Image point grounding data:

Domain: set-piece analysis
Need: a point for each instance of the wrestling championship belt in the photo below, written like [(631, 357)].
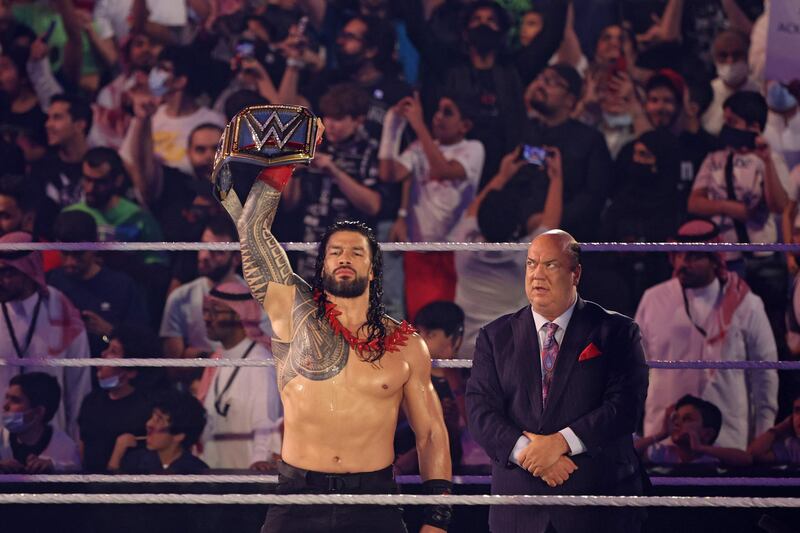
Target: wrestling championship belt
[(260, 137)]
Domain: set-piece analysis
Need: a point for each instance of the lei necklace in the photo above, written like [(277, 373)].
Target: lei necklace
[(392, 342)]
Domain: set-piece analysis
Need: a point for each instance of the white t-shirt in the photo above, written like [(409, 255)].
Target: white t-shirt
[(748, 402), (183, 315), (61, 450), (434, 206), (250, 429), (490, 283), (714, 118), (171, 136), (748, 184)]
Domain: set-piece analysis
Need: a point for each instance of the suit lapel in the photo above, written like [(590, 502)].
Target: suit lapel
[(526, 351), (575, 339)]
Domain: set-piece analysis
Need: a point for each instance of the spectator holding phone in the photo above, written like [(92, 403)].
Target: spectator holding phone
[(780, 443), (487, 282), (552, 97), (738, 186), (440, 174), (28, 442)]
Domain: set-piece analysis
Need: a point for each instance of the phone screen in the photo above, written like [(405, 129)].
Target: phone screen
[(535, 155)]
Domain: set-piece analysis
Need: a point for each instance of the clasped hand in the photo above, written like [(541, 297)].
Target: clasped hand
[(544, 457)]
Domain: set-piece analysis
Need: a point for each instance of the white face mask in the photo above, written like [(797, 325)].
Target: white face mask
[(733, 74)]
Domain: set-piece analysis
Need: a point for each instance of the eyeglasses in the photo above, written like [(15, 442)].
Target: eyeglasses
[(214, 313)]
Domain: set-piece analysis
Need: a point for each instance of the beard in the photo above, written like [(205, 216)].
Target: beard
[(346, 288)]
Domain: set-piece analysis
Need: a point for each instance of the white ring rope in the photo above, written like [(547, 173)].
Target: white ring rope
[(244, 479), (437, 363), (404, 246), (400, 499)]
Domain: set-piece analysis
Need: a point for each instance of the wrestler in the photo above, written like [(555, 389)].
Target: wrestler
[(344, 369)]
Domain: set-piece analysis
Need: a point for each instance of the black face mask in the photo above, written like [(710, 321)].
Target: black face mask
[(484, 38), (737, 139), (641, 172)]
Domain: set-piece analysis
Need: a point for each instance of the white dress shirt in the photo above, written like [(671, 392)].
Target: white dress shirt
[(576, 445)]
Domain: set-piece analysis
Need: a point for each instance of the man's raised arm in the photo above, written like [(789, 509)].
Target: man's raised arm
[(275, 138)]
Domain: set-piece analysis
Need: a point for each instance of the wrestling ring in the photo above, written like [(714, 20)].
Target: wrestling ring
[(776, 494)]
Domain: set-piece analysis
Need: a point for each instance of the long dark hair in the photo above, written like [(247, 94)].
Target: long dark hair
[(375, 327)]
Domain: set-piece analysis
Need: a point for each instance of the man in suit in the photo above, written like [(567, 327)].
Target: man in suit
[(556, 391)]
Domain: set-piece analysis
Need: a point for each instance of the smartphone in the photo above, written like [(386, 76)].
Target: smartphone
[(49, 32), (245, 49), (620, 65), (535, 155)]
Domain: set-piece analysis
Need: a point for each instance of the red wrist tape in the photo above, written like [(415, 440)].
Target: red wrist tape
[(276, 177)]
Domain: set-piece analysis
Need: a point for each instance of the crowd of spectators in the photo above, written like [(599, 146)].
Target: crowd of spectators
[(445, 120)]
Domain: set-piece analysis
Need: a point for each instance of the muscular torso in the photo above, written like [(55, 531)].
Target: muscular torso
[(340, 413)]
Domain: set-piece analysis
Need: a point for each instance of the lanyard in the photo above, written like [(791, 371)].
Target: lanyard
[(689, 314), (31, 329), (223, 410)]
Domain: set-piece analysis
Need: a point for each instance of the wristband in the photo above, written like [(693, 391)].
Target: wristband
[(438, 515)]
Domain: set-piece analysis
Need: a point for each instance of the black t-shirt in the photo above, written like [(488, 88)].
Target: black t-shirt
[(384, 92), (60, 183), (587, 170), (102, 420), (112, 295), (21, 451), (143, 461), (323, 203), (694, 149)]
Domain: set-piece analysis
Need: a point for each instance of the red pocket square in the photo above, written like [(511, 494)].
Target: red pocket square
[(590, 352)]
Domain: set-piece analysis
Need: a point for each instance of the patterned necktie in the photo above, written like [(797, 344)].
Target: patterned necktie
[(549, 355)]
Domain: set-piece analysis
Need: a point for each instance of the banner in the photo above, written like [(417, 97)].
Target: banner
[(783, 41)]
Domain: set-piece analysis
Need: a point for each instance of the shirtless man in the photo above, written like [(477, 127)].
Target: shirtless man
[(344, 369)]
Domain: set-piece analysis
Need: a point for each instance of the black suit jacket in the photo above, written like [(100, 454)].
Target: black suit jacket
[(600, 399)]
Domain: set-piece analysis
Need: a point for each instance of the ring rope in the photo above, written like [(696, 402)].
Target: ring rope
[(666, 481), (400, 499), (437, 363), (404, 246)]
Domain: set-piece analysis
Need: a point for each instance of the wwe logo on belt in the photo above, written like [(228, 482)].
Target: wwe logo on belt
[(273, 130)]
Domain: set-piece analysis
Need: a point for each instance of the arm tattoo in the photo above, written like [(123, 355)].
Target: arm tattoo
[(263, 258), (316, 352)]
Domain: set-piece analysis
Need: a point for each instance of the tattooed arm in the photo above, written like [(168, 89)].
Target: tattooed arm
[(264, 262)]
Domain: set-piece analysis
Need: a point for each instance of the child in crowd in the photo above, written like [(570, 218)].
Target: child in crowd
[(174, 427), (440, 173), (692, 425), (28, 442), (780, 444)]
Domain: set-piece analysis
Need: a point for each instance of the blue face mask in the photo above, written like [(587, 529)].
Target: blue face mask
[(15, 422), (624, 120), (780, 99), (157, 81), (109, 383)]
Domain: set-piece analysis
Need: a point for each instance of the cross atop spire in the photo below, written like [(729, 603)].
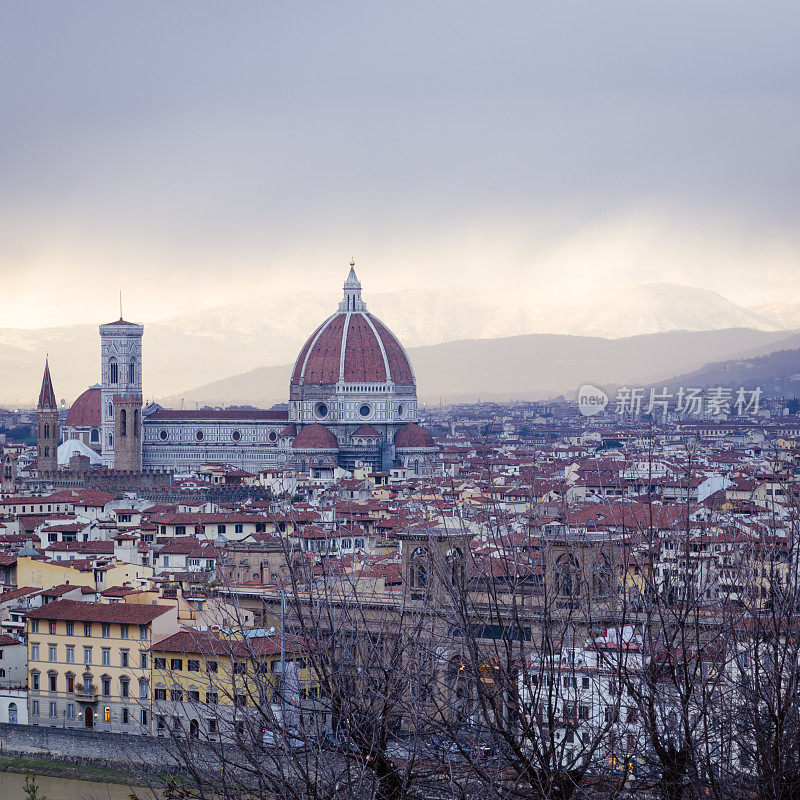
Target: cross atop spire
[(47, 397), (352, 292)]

==

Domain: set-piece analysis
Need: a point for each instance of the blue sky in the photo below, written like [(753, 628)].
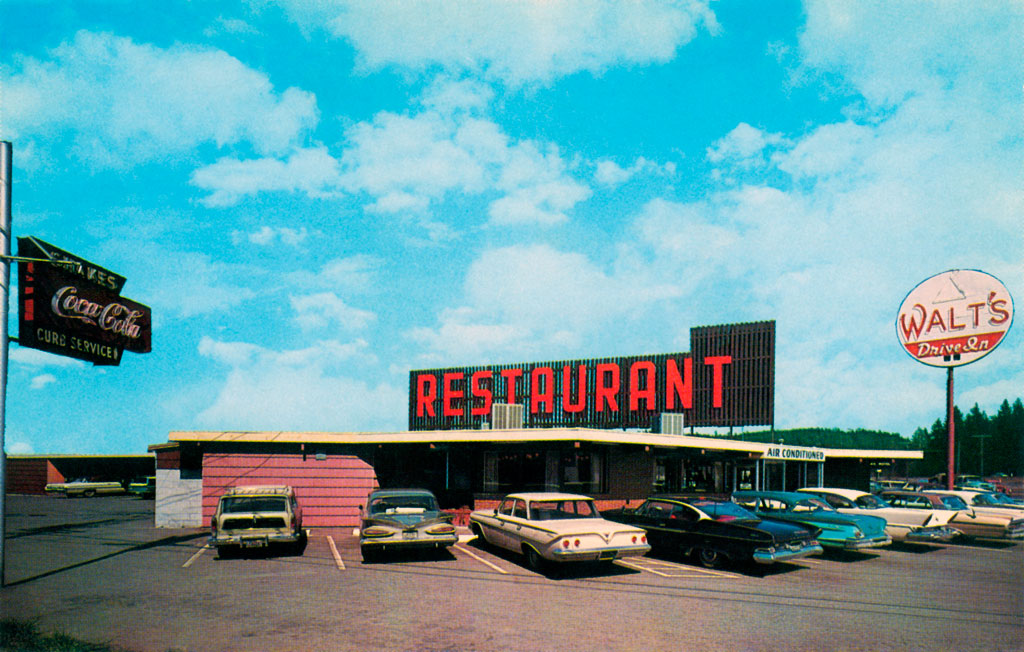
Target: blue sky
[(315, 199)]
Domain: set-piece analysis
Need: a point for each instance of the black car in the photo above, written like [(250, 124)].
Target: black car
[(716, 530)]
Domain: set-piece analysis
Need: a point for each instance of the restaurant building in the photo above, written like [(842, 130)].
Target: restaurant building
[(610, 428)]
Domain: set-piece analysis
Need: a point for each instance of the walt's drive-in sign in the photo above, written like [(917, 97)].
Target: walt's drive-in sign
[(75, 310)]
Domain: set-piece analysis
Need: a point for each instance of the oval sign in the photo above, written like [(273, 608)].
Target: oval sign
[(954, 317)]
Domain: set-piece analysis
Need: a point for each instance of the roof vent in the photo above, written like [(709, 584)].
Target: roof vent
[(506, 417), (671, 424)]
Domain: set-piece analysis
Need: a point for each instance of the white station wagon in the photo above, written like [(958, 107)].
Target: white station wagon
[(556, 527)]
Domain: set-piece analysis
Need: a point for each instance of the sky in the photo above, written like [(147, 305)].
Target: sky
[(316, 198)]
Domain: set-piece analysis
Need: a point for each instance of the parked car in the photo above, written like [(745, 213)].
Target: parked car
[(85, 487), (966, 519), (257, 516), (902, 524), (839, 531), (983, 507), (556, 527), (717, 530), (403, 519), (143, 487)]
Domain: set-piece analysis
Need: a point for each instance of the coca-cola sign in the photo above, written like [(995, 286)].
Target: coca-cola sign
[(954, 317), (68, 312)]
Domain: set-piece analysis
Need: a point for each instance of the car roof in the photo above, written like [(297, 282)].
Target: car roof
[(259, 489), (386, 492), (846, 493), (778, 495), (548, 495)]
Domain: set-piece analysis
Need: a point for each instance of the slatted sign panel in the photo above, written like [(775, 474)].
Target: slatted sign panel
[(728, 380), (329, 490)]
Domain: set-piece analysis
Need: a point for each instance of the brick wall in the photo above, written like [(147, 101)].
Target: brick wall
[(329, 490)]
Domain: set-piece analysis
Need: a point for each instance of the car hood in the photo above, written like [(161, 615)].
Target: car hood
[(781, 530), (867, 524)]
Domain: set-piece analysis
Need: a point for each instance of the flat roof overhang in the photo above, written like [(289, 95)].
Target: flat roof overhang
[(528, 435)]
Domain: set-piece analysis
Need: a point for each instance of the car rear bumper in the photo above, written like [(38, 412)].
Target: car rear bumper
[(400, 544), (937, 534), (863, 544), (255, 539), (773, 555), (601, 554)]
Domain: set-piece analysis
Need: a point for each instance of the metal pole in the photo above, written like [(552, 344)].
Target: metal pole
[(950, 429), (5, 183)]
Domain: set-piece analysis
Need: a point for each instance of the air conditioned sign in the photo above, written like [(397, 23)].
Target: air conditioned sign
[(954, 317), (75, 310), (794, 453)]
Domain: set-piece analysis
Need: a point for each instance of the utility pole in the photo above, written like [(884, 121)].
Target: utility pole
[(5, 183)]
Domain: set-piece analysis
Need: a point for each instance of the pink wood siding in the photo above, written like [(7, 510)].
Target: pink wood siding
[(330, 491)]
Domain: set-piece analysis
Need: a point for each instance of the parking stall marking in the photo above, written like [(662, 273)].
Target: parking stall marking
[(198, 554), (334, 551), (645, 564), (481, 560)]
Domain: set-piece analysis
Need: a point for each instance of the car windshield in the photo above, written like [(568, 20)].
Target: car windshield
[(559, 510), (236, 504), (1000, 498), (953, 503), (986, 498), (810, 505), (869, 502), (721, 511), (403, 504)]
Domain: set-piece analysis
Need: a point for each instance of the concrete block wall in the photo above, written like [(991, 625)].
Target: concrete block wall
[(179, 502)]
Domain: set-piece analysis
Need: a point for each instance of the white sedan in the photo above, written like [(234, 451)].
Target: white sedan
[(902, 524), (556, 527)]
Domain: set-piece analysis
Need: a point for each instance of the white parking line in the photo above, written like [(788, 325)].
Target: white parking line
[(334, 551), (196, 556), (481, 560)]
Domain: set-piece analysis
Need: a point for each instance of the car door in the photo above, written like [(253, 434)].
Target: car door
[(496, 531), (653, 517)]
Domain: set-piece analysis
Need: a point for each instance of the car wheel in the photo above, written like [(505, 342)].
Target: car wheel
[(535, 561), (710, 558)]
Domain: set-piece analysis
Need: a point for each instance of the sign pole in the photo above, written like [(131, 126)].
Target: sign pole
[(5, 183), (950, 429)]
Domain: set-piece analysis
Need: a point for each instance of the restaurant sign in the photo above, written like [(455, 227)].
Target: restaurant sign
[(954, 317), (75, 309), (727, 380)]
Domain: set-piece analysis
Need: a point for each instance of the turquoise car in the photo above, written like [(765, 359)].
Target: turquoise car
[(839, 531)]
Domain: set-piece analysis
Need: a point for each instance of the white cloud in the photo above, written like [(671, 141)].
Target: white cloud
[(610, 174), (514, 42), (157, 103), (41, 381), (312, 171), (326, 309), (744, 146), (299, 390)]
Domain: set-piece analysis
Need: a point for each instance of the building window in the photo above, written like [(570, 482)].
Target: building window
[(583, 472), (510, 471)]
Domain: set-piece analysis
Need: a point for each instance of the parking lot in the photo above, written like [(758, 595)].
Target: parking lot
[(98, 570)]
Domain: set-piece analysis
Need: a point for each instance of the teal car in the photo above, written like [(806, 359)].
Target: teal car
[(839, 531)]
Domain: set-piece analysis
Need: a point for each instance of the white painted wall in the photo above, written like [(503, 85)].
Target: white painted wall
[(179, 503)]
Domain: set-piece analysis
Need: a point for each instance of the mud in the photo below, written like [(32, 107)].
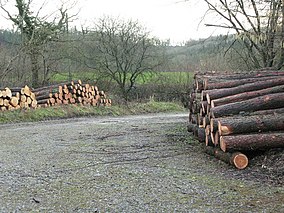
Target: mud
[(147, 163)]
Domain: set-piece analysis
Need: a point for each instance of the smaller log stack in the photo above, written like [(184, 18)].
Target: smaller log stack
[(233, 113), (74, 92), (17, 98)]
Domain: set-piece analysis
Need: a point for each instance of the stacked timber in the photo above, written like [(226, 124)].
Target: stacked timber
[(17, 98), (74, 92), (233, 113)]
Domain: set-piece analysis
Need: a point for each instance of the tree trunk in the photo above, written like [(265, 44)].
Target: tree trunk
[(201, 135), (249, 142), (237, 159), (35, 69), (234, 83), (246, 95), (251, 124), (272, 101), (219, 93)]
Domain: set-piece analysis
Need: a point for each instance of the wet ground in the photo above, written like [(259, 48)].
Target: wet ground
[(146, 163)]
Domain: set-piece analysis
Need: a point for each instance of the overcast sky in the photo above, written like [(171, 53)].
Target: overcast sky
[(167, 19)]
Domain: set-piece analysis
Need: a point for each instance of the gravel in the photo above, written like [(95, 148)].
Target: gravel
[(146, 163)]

--

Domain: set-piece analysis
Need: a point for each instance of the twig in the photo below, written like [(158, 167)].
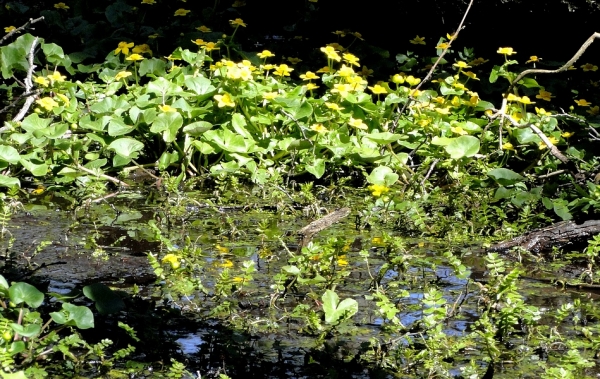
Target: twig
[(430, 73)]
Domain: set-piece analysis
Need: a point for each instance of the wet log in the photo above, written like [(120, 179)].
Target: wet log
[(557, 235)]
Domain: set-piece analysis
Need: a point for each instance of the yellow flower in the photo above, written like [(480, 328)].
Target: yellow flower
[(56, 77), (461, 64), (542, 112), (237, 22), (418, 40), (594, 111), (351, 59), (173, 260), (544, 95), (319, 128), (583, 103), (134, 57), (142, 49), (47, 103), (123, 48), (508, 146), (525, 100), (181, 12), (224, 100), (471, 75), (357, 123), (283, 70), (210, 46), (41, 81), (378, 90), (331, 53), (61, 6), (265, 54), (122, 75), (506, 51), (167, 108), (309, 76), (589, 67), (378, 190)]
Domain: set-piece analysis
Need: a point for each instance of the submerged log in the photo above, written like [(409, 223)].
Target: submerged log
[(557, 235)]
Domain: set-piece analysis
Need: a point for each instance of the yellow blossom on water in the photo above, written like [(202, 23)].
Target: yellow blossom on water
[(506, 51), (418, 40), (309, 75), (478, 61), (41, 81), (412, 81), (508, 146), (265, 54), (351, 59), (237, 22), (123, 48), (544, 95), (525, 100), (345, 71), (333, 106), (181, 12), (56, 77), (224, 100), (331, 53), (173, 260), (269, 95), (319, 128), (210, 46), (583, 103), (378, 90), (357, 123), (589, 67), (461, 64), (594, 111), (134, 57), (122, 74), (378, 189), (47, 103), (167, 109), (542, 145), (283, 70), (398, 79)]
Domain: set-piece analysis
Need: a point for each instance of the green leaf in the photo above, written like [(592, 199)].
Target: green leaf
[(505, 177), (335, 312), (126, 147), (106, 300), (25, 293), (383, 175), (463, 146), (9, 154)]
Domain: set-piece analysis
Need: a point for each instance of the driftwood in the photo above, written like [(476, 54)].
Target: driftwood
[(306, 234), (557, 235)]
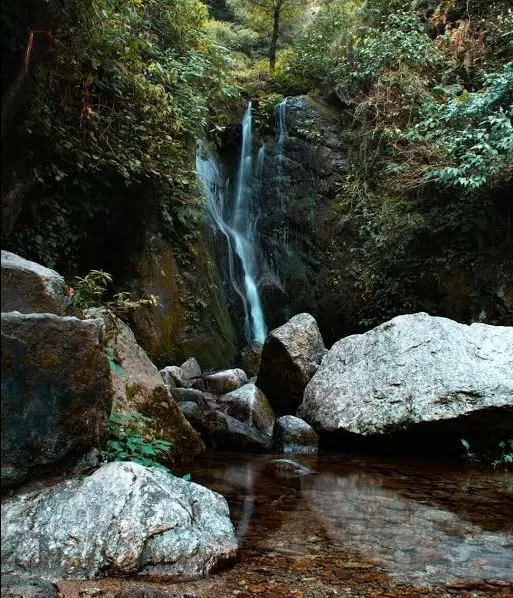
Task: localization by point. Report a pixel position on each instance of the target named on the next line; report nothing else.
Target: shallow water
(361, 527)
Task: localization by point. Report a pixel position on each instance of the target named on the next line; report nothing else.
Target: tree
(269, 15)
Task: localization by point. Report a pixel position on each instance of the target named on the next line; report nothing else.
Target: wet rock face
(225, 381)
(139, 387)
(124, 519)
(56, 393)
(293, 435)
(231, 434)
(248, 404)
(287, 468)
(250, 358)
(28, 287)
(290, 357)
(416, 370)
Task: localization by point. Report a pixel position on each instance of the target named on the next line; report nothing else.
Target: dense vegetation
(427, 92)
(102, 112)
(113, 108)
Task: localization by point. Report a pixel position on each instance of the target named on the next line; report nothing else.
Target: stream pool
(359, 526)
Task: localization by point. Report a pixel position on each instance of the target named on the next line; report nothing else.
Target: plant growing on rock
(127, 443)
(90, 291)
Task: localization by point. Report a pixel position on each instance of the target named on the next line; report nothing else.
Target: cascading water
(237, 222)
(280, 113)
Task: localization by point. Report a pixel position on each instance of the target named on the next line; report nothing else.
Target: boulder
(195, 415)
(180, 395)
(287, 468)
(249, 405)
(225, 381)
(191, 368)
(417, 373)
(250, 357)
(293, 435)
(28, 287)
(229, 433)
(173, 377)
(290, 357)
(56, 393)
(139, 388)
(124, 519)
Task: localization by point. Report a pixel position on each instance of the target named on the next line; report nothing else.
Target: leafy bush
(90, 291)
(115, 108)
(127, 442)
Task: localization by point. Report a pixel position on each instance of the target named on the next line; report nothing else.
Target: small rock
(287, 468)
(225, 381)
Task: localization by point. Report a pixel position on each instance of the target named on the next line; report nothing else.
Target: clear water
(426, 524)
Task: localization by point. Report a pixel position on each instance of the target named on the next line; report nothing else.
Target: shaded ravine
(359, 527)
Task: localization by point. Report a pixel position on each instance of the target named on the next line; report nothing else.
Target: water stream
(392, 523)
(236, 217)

Task instructions
Write out exactly the lines above between the line with "Need: a point for each instance of the wwe" and the line with "Need: a point for each instance of the arm", inclusive, and nothing beyond them.

Result for this task
Need: a point for each instance of the wwe logo on belt in the photo above, written like [(228, 482)].
Target: wwe logo on belt
[(273, 130)]
Domain: set-piece analysis
Need: a point for each instance of the arm tattoo in the photo above, written like [(123, 355)].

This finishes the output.